##### Information given #####

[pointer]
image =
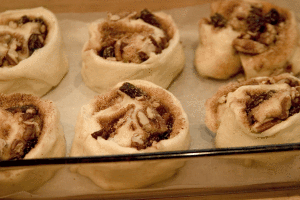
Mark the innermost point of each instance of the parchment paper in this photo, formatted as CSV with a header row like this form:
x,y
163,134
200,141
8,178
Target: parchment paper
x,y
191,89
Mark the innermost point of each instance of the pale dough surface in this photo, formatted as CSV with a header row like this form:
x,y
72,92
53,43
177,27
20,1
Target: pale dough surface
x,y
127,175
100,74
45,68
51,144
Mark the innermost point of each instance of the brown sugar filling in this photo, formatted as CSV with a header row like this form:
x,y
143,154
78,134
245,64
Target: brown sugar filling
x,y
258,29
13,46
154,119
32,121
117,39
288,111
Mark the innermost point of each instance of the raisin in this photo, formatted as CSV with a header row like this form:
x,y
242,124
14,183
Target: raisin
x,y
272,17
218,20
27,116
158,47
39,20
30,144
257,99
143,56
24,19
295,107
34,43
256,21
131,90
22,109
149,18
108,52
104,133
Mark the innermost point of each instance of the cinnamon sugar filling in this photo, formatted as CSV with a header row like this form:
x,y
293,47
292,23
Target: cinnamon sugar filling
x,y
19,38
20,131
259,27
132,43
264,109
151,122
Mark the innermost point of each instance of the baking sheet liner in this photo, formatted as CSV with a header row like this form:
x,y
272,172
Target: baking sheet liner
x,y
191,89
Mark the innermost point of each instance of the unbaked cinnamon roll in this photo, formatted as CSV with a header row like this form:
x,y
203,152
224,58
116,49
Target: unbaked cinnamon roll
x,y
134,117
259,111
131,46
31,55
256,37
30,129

#####

**About this exercise:**
With the line containing "Target: cinnamon sugar filling" as the first and the final line of the entries above as the last, write out that span exactly and nothing more.

**Answer space:**
Target: cinnamon sugar filling
x,y
19,38
20,131
259,27
132,43
264,109
151,122
Mark the innermost point of each instance of the baking sheet liner in this photo, formatted as CSV with a header row like this form:
x,y
272,172
Target: baking sheet liner
x,y
191,89
Mark the innermost point of each instance of the unbaked cinnamon roll in this photo, formatted as CSV with a header row like this form:
x,y
203,152
224,58
116,49
Target: unbaked cinnamon roll
x,y
134,117
259,111
131,46
31,55
256,37
30,129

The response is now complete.